### FRAGMENTO MOSTRADO

Nací en Timisoara; mi madre también nació en Timisoara. La ciudad, capital del Banato, era una ciudadela turca, un frontón ante cualquier avanzada contra los otomanos, que, como ya lo dijimos, junto con Sofía y Buda, eran las ciudadelas turcas más importantes hasta fines del siglo XVI.

De 1552 a 1716, el Banato fue parte del Imperio otomano. Banato viene de ban, ‘jefe, aquel que preside la administración de una región’. El 13 de octubre de 1716, se izó la bandera blanca en la ciudadela de los turcos. La victoria de los Habsburgo se debió al príncipe Eugenio de Savoy. Sobrino de Luis XIV, nace en París en 1663; tiene vínculos familiares con la Casa de Habsburgo. Leopoldo I, emperador del Sacro Imperio romano-germánico, rey de Hungría y Bohemia, archiduque de Austria, le ordena detener al sultán Mustafá en su marcha hacia Transilvania. La victoria de los Habsburgo en 1697 inicia una contraofensiva, que culmina cuando le encomiendan la conquista de la ciudadela de Timisoara en el Banato.

El historiador Victor Neumann, mi amigo de Timisoara que conocí en mi disertación en Budapest, al que le reproché no prestarle atención a mi colega argentino de Tandil que hablaba en inglés sobre la integración de los inmigrantes en la pampa en los inicios del siglo pasado, es un devoto adherente de los ideales de la Ilustración y encuentra en Eugenio de Savoy a un pionero en la introducción en el Banato de los valores ilustrados.

Encomia su labor a favor de las artes, las ciencias y la arquitectura, y su preocupación por la difusión de las ideas filosóficas del racionalismo europeo. Eugenio cultivó vínculos con los enciclopedistas, con Voltaire, con Rousseau y con Leibniz, y compró varios de sus manuscritos y libros.

El barroco que se ve en algunos barrios de Timisoara se inspira en la remodelación de una ciudad que había sido destruida por la contienda entre turcos y rumanos. A orillas del río Bega, que atraviesa Timisoara, del otro lado de la ribera en donde termina el parque central, se ven las primeras casas de Josephvaros, antiguo nombre húngaro de un barrio, uno de los principales de la ciudad, en la que vivía mi madre y mis abuelos maternos.

Se ven residencias frente al río, algo descuidadas pero aún elegantes, de una piedra oscura y maciza, ventanas con persianas caídas, balcones desiertos, con la mejor ubicación posible frente a las aguas, como si fueran casonas del Tigre a orillas del río Luján. El Bega es un río para regatas, y, en su andén, se instaló una hilera de restaurantes para turistas, en los que se comen ribs y hamburgers.

### DATOS PARA ANALIZAR
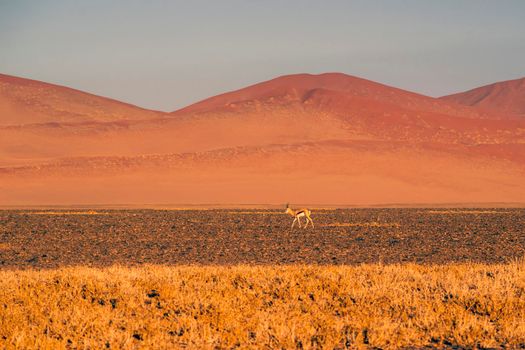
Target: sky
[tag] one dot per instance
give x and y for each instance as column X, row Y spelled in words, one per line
column 165, row 55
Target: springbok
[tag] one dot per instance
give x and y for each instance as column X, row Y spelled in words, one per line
column 299, row 213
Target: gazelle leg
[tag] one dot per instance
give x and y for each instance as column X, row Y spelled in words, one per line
column 311, row 221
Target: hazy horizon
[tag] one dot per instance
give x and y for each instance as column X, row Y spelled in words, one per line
column 166, row 55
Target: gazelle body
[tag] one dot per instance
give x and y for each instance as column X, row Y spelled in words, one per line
column 299, row 214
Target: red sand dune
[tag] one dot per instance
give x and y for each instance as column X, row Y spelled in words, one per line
column 506, row 97
column 25, row 101
column 328, row 138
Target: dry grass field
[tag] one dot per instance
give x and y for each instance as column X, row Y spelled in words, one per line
column 271, row 307
column 223, row 279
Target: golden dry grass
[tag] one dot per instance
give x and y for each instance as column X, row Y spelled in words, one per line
column 264, row 307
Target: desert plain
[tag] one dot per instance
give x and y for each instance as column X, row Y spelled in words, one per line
column 424, row 250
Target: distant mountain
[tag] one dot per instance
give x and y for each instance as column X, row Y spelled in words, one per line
column 328, row 138
column 327, row 91
column 505, row 98
column 26, row 101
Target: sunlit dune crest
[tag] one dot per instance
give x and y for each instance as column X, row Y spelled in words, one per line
column 327, row 138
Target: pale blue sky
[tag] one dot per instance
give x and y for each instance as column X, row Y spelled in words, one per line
column 167, row 54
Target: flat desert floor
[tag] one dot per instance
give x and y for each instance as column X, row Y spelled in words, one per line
column 57, row 238
column 225, row 279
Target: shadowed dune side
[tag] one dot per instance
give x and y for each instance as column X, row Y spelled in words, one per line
column 329, row 138
column 506, row 97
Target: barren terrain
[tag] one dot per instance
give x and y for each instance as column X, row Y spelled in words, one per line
column 50, row 239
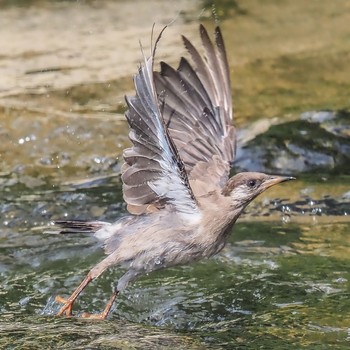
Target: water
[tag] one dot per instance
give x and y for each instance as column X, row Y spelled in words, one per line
column 282, row 281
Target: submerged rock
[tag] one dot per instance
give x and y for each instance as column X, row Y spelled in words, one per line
column 317, row 141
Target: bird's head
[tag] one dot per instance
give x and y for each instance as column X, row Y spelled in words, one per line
column 244, row 187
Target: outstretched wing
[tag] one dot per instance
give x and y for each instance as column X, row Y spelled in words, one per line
column 197, row 107
column 153, row 174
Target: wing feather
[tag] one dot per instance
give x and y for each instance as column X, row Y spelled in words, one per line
column 153, row 173
column 197, row 108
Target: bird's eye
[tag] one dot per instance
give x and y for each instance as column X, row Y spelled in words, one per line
column 251, row 183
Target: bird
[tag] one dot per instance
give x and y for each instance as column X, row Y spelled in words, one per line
column 182, row 203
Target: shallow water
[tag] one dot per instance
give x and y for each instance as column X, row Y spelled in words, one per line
column 283, row 279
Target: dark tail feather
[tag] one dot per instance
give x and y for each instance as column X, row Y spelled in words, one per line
column 77, row 226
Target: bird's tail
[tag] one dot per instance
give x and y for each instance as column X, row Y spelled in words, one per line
column 76, row 226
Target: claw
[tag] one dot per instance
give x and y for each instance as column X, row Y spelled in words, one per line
column 66, row 309
column 103, row 315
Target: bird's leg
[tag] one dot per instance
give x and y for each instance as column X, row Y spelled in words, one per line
column 103, row 315
column 68, row 303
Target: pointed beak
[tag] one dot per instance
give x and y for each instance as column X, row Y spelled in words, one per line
column 274, row 180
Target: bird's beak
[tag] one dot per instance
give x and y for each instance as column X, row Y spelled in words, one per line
column 274, row 180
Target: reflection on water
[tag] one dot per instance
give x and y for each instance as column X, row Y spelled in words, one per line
column 283, row 279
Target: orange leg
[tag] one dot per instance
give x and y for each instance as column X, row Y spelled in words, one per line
column 68, row 303
column 103, row 315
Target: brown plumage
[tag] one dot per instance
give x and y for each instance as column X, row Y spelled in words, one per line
column 176, row 183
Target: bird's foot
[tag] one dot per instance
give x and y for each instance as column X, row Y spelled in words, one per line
column 103, row 315
column 66, row 309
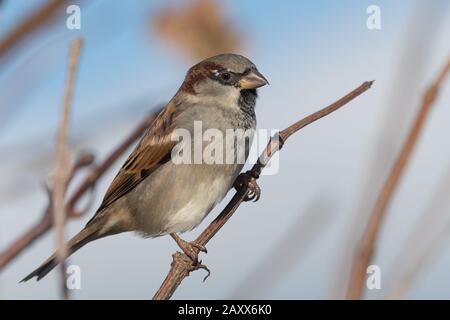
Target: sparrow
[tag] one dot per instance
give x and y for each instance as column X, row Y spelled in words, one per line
column 154, row 196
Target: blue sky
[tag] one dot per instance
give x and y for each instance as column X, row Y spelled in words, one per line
column 312, row 52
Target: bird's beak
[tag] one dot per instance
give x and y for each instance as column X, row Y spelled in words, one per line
column 252, row 80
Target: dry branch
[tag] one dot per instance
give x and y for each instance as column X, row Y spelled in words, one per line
column 181, row 265
column 365, row 251
column 30, row 24
column 45, row 223
column 63, row 169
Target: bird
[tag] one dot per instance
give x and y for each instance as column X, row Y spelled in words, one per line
column 152, row 194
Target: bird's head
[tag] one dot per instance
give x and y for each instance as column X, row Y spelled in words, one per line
column 225, row 77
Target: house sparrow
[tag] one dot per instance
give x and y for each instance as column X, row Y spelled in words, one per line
column 155, row 196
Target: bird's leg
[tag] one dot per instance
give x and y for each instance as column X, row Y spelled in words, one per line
column 248, row 179
column 189, row 247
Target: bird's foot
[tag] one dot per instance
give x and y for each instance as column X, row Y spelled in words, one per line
column 248, row 180
column 191, row 249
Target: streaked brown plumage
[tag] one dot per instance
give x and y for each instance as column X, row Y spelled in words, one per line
column 152, row 195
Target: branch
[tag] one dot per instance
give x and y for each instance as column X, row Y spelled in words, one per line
column 181, row 265
column 63, row 169
column 365, row 251
column 45, row 223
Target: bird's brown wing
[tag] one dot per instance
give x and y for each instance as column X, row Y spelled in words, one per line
column 153, row 150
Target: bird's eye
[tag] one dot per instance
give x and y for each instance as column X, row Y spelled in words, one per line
column 225, row 76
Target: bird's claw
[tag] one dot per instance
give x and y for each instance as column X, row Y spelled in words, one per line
column 199, row 265
column 248, row 180
column 191, row 249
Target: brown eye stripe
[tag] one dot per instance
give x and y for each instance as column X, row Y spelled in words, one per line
column 198, row 73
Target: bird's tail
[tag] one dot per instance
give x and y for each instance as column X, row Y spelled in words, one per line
column 85, row 236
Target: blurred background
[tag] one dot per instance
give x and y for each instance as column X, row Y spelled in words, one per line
column 297, row 241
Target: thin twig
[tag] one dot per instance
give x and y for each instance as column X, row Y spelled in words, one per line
column 366, row 248
column 45, row 223
column 63, row 169
column 30, row 24
column 181, row 265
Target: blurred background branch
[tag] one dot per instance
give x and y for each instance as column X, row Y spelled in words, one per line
column 365, row 251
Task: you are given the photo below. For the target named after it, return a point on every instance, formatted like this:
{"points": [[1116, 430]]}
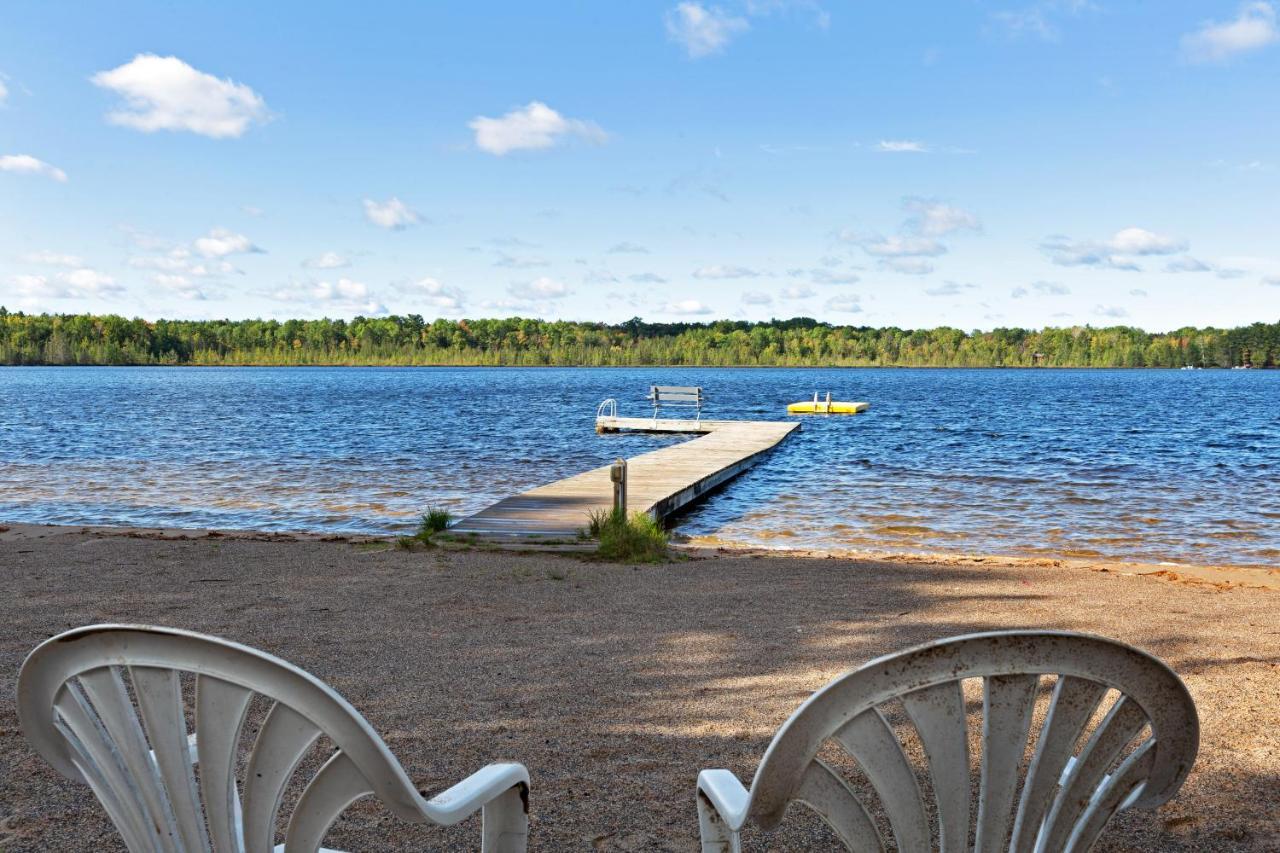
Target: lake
{"points": [[1152, 465]]}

### LO QUE SE PIDE
Continúa el texto sobre Timisoara a partir de su última oración.

### RESULTADO OBTENIDO
Neuman me dijo que esa casa de una burguesía aún emparentada con Viena y Budapest había sido comprada después de la caída del comunismo por gitanos. Me sorprendió que los tziganes fueran propietarios por la fama de nómades que los caracteriza, pero el neoliberalismo también es cultural. Convierte en inversionista al más humilde. Nos han acostumbrado a la imagen de gitanos mendigando en las calles de las grandes ciudades europeas. No olvido que, en nuestra ciudad, en la época en que el presidente Carlos Menem inauguraba la Argentina del primer mundo y el canciller Guido Di Tella invitaba a los dolientes de Europa y de Asia a venir a la Argentina del salariazo, igual que en la república conservadora de los tiempos de Roca, con la salvedad de que, en aquella época, el país estaba en la cumbre de su desarrollo histórico y, en los nuevos tiempos de la convertibilidad, bregaba para ponerle freno a la hiperinflación y darles de comer a millones de argentinos empobrecidos, vimos en nuestras calles a gitanos rumanos pidiendo limosna o tocando el acordeón en los semáforos.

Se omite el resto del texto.